• [Problem requirements]
In the lines below, find the one that contains "point: dirt patch" and write it out exactly, along with every line that follows it.

• [Data shown]
========================

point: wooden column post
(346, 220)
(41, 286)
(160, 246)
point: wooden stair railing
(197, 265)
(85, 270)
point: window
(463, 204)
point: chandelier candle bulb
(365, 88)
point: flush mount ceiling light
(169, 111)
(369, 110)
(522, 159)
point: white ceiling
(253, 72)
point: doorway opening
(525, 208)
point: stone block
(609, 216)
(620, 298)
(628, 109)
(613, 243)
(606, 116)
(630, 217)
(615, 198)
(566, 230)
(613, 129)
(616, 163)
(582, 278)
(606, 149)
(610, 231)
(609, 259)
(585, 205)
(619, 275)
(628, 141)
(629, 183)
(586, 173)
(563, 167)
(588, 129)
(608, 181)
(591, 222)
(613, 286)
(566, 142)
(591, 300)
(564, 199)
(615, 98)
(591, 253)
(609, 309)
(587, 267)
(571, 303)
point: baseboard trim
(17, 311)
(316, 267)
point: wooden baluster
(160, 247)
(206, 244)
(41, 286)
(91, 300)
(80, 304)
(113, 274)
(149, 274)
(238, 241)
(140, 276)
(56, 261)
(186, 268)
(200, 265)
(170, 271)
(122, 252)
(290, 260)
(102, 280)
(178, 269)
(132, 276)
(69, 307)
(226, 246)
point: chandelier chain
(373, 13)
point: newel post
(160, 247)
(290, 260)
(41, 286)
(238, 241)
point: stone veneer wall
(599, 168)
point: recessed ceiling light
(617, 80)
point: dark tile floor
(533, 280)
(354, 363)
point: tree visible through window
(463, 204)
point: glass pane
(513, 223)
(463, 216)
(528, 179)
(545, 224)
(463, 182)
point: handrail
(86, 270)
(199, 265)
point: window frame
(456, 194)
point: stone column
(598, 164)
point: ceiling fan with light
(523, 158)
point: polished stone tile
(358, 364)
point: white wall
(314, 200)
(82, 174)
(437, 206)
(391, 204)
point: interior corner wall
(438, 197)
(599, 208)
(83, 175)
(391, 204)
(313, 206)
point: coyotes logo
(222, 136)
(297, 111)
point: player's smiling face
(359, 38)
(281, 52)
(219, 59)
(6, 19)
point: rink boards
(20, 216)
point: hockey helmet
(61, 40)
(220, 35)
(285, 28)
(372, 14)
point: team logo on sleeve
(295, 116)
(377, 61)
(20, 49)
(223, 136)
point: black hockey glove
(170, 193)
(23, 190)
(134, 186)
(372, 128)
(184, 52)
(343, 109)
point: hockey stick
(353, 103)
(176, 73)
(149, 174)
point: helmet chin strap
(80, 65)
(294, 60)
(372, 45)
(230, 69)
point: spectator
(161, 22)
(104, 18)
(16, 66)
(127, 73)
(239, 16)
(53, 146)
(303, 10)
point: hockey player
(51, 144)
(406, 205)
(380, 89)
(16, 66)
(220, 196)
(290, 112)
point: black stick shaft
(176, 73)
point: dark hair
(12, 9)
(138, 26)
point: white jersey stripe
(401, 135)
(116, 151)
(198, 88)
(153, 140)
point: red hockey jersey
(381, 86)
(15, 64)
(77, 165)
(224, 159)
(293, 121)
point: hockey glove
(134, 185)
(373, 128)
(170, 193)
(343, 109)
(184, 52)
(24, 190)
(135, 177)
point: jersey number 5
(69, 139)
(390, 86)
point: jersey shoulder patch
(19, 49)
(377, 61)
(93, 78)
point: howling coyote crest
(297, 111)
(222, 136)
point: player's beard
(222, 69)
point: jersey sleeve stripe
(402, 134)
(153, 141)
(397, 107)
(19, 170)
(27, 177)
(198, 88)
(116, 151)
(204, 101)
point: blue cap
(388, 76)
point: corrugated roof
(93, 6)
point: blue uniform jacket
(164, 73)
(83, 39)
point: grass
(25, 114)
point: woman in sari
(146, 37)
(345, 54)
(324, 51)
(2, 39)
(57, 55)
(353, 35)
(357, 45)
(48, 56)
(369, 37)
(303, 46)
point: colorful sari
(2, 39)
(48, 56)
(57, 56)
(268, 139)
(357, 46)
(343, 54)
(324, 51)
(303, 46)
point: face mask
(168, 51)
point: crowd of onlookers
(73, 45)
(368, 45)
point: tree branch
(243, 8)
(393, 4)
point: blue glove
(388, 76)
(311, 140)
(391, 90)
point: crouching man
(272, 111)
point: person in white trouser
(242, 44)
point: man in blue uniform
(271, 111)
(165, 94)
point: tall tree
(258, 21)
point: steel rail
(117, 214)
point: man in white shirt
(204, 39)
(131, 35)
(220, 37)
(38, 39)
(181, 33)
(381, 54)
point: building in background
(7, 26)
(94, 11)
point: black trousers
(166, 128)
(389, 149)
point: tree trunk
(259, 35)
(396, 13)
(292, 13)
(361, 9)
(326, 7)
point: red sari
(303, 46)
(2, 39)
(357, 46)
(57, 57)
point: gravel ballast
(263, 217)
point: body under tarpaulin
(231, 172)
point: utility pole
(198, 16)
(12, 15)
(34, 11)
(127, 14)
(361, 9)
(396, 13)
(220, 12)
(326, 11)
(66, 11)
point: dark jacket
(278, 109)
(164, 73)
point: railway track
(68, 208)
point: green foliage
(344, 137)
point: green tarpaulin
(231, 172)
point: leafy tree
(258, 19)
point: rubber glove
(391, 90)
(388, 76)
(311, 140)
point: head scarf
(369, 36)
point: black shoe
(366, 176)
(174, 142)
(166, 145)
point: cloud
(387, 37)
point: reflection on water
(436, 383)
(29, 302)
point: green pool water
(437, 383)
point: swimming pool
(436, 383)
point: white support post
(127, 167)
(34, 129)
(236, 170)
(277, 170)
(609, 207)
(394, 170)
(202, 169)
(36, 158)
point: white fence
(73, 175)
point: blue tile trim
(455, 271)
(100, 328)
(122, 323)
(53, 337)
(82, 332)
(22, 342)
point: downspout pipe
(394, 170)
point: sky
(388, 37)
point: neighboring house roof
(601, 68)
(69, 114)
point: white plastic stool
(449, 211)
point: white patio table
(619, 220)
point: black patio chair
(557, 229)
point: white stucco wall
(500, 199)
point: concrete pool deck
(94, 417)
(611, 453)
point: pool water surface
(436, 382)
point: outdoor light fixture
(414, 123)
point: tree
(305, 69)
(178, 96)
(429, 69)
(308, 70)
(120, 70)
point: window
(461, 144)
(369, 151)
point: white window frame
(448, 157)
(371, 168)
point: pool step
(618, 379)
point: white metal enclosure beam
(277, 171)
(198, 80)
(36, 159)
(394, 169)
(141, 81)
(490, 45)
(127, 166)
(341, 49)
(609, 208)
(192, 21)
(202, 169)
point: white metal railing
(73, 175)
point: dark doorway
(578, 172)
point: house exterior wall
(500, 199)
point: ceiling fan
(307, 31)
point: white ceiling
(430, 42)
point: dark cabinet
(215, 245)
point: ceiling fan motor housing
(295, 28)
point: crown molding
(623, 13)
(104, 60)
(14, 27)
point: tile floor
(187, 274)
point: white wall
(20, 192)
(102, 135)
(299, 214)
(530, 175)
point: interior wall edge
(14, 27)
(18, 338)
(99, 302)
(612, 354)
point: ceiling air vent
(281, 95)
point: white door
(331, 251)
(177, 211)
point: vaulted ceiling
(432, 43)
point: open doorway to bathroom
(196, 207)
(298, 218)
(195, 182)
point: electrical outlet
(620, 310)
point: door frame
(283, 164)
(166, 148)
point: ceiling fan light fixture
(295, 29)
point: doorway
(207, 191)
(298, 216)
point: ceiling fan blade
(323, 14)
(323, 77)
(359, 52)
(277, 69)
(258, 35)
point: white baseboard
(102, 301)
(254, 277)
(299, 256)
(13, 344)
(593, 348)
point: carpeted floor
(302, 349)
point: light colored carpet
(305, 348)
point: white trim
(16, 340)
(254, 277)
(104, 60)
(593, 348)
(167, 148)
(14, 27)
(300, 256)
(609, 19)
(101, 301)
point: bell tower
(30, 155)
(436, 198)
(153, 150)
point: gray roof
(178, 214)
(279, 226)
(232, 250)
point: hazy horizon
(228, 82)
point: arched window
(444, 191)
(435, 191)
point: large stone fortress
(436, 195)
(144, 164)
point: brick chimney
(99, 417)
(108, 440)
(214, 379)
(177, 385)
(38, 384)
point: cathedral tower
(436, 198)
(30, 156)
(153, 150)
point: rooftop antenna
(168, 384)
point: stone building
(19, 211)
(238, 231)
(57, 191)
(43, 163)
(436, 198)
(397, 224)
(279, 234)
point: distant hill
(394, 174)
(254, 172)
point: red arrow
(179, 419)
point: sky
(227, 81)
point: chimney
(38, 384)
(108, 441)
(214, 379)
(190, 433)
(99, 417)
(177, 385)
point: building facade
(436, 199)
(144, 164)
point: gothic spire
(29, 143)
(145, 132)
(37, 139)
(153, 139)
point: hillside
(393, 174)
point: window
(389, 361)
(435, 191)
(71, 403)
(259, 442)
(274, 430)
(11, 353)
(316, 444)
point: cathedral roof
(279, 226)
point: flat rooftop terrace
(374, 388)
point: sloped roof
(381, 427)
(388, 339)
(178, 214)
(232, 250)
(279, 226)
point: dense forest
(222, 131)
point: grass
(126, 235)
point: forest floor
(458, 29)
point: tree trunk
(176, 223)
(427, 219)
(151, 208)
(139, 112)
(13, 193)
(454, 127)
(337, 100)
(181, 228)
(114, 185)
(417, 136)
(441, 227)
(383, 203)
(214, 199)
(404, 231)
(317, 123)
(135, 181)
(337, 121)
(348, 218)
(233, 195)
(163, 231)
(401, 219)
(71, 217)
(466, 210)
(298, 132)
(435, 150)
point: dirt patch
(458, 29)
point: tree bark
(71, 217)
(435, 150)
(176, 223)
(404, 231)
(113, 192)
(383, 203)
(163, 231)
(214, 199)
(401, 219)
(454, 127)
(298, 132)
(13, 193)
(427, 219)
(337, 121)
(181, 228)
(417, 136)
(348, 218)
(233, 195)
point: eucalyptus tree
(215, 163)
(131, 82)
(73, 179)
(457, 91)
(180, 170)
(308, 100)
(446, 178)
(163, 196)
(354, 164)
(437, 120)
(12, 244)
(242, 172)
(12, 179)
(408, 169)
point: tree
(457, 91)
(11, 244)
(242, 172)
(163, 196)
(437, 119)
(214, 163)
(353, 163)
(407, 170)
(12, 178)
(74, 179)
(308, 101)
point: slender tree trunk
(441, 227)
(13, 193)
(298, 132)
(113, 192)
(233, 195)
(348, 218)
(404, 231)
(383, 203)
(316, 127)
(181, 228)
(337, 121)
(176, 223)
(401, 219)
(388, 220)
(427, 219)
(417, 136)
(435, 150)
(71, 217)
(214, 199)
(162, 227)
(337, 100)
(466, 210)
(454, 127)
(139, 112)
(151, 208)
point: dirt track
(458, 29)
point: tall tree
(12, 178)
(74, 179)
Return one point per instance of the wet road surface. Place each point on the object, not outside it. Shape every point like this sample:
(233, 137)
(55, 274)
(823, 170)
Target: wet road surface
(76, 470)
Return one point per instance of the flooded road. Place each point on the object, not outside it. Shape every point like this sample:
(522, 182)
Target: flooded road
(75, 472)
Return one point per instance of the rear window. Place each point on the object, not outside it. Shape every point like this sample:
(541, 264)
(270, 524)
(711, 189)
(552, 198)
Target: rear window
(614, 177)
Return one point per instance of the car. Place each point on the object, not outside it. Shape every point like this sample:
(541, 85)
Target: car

========================

• [Exercise result]
point: dirt patch
(458, 29)
point: tree bark
(71, 217)
(435, 150)
(176, 223)
(404, 231)
(113, 192)
(383, 203)
(163, 231)
(214, 199)
(401, 219)
(454, 127)
(298, 132)
(13, 193)
(427, 219)
(337, 121)
(181, 228)
(417, 136)
(348, 218)
(233, 195)
point: eucalyptus tree
(215, 163)
(131, 82)
(73, 179)
(457, 91)
(180, 170)
(308, 100)
(446, 178)
(163, 196)
(354, 164)
(437, 120)
(12, 244)
(242, 172)
(12, 179)
(408, 169)
point: tree
(457, 91)
(11, 244)
(242, 172)
(163, 196)
(437, 119)
(214, 163)
(353, 163)
(407, 170)
(12, 178)
(74, 179)
(308, 101)
point: slender tree trunk
(441, 227)
(13, 193)
(298, 132)
(113, 192)
(233, 195)
(348, 218)
(404, 231)
(383, 203)
(316, 127)
(181, 228)
(337, 121)
(176, 223)
(401, 219)
(388, 220)
(427, 219)
(417, 136)
(435, 150)
(71, 217)
(214, 199)
(162, 227)
(337, 100)
(466, 210)
(454, 127)
(139, 112)
(151, 208)
point: dirt track
(458, 29)
point: tall tree
(12, 178)
(74, 179)
Return one point per instance of the wet road surface. Place each point on the object, not outside it. Shape every point like this sample:
(233, 137)
(55, 274)
(823, 170)
Target: wet road surface
(76, 470)
Return one point per instance of the flooded road. Place each point on the object, not outside it. Shape every point like this sample:
(522, 182)
Target: flooded road
(75, 472)
Return one point per instance of the rear window. Place each point on the object, not outside it. Shape every point like this sample:
(541, 264)
(270, 524)
(711, 189)
(552, 198)
Target: rear window
(614, 177)
Return one point per instance of the car. Place each point on the object, not outside it. Shape every point like this sample:
(541, 85)
Target: car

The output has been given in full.